**依頼内容:**
筐体に関する特許文書の続きを、最後の文の後から書き継いでください。

説明

筐体

【課題】簡便にベースとカバーとの間における接続ケーブルの挟み込みを防止することができる筐体を提供する。
【解決手段】
本発明の筐体には、1対の部材で形成されており、内部に、一方の部材2の内部の部品32と他方の部材1の内部の部品31とを接続する連結部材33が配置される。一方の部材2は、ツメ部と、ツメ部の両側面にそれぞれ設けられた2つのガイドと、を有する嵌合い部4を有する。他方の部材1は、一方の部材2の嵌合い部4に対応する位置に、平行な2つの平板の先端部が支持部を介して互いに接続されており、2つの平板と支持部とで開口部が形成されたツメ受け部を有する嵌合い部3を有する。一方の部材2の嵌合い部4と他方の部材1の嵌合い部4との嵌合い状態で、ツメ部と2つのガイドは開口部からツメ受け部に挿入されており、連結部材33の一部が、2つのガイドによって挟まれる。

【発明の詳細な説明】
【技術分野】
【0001】
本発明は、情報通信機器などに使用される筐体に関する。

**提供データ:**

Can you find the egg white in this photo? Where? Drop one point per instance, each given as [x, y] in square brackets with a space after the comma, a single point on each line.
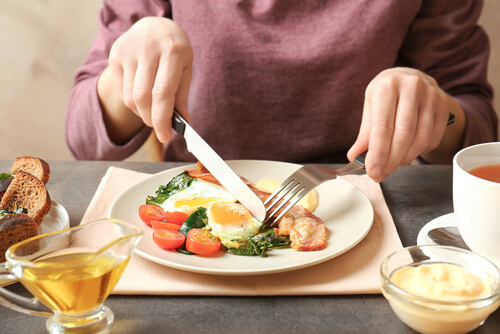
[231, 221]
[199, 194]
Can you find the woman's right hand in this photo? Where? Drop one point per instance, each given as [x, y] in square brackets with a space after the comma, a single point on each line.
[150, 69]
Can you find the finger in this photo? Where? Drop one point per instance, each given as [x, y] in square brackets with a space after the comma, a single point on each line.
[405, 125]
[128, 86]
[117, 74]
[361, 143]
[384, 103]
[143, 86]
[182, 94]
[424, 130]
[164, 90]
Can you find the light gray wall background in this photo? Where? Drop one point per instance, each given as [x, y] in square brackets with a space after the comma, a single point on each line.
[42, 42]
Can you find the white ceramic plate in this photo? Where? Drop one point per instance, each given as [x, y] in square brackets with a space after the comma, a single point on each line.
[57, 219]
[348, 215]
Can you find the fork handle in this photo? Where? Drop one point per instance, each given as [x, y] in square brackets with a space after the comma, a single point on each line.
[360, 159]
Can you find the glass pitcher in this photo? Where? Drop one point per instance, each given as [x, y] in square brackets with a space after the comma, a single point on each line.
[70, 273]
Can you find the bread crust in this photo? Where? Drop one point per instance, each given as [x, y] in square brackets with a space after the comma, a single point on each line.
[15, 228]
[29, 192]
[35, 166]
[4, 184]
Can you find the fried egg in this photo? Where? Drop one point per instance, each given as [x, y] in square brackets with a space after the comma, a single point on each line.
[199, 194]
[231, 221]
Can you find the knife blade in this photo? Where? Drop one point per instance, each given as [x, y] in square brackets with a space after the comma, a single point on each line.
[218, 167]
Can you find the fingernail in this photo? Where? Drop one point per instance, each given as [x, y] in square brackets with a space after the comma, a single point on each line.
[376, 172]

**作業結果:**
【背景技術】
【0002】
パーソナルコンピュータ、携帯電話機、またはモデムなどの情報通信機器は、近年、性能の向上、そして情報処理量の増大化により、内部に配置された電子部品同士を電気的に接続するのに使用される接続ケーブルを内部に多数有する場合がある。情報通信機器は、一般的にベースとカバーとからなる中空の筐体を有する。そのため、多数の接続ケーブルを有する情報通信機器の場合、筐体を構成するベースとカバーとを係止する際に、筐体の内部から接続ケーブルの一部がはみ出した状態で係止してしまう可能性が高くなる。したがって、ベースとカバーとの間に接続ケーブルを挟み込まないように注意しながらベースとカバーとを係止しなければならない。また接続ケーブルのフォーミングにはクランプなどの特殊な部品を用いなければならず、製造工数の増大やコストの増大につながっていた。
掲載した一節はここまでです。